● AIM OF THE TASK:
Please state how many lines in the records below contain the string "Query", with case counting, and give only that number.

● AVAILABLE RECORDS:
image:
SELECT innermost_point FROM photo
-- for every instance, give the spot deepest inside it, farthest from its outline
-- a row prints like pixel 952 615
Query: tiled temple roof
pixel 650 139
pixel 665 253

---

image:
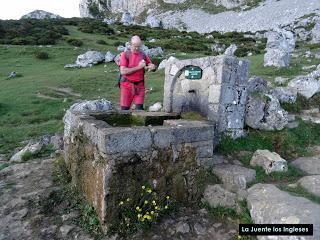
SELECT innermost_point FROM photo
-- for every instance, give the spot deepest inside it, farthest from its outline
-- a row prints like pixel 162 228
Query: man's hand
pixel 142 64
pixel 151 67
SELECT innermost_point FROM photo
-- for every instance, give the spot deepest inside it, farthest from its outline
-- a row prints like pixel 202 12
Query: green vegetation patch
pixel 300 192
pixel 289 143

● TASK RESPONSE:
3